GIVEN RECORDS:

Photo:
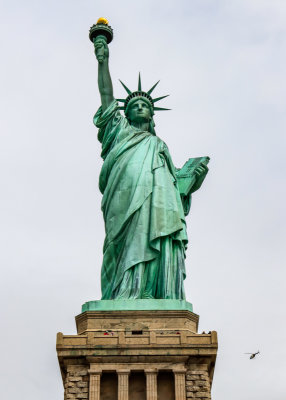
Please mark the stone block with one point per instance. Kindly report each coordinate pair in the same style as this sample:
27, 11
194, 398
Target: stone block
82, 384
74, 390
192, 377
202, 395
201, 383
82, 396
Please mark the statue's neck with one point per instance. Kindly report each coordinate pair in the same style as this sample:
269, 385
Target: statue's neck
143, 126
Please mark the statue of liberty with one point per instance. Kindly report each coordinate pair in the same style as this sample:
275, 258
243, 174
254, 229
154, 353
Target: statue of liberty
145, 198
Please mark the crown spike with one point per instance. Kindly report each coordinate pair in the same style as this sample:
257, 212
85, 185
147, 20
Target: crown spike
125, 87
152, 88
161, 109
160, 98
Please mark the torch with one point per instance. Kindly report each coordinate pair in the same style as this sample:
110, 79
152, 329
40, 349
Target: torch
103, 30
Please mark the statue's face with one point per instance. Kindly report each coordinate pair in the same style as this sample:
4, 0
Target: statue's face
139, 111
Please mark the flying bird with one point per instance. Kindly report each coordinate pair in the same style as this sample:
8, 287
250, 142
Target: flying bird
253, 354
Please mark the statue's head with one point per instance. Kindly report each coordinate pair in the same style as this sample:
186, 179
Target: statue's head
139, 109
139, 105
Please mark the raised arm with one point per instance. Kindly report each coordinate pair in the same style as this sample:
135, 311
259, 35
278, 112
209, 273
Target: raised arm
104, 80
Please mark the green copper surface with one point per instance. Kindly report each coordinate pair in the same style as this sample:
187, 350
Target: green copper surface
145, 198
150, 304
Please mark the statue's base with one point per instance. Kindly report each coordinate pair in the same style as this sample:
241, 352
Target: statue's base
138, 304
143, 354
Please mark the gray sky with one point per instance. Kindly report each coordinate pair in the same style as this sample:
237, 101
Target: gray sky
223, 63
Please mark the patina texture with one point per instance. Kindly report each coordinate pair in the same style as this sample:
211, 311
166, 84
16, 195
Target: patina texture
143, 207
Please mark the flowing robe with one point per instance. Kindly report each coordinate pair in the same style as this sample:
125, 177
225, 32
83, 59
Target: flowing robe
146, 238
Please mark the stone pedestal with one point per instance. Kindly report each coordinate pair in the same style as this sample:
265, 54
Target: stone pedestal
136, 355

TASK ITEM: The finished answer is an exact repetition of the listing, with every picture removed.

SOLUTION FOR THIS TASK:
Photo:
Please mark the stone block with one point per instance. Kindly report each coordinate pair in the same style as this sample:
27, 11
194, 398
Target: stone block
82, 384
74, 390
192, 377
202, 395
201, 383
82, 396
Please mark the statue's neck with one point per instance. Kindly report each coordinate pair in the same style as this sample:
269, 385
Target: statue's neck
143, 126
Please mark the statue of liberty with one point per instance. Kindly report each coordinate pair in the same style as this sample:
275, 258
243, 174
254, 229
154, 353
Target: statue of liberty
145, 198
Please mark the crown spike with one point per instance. Kindly report each coordinate pair in the same style as this sample:
257, 212
85, 185
147, 20
Target: crown spike
125, 87
152, 88
161, 109
160, 98
Please mark the torch with one point per instance. Kindly report each coordinate pair in the same style as this sample:
110, 79
152, 329
40, 349
Target: torch
103, 30
Please mark the statue's face with one point per instance. Kindly report each coordinate pair in the same style as this sample:
4, 0
Target: statue's face
139, 111
Please mark the flying bird with one point per instance. Kindly report each coordinate pair in the same style as this sample:
8, 287
250, 142
Target: flying bird
253, 354
Please mark the statue's head with one point per instance. Kindly report each coordinate pair in the same style as this sample:
186, 179
Target: statue's head
139, 109
139, 105
Please mark the raised arm with one point per instance. Kindly report each coordinate pair in the same style as this sample:
135, 311
259, 35
278, 112
209, 273
Target: raised arm
104, 80
Please mark the green copper surface with one point per instance. Kindly report each coordinate pair in the same style as this sample:
187, 350
Target: green copper surface
145, 198
150, 304
Please mark the statue's base with one point per instance. Kindly report each coordinate pair in the same style as this sample:
241, 352
Target: statue's base
138, 304
143, 354
Please mark the gray sky with one point per instance. Kindly report each coordinate pair in the same style as this sample:
237, 101
Target: gray sky
223, 63
Please mark the patina texture with one point per instance. Kindly report each coordinate pair in the same style as this sample:
211, 311
166, 84
16, 195
Target: patina texture
143, 207
Please mark the flowing robe with one point per instance. Kindly report each coordinate pair in the same style as this sample:
125, 177
225, 32
83, 59
Target: flowing robe
146, 238
Please mark the stone pedestal with one point per instance. Kindly report each coordinate pair in the same style as this sample:
265, 54
Target: stone pedestal
136, 355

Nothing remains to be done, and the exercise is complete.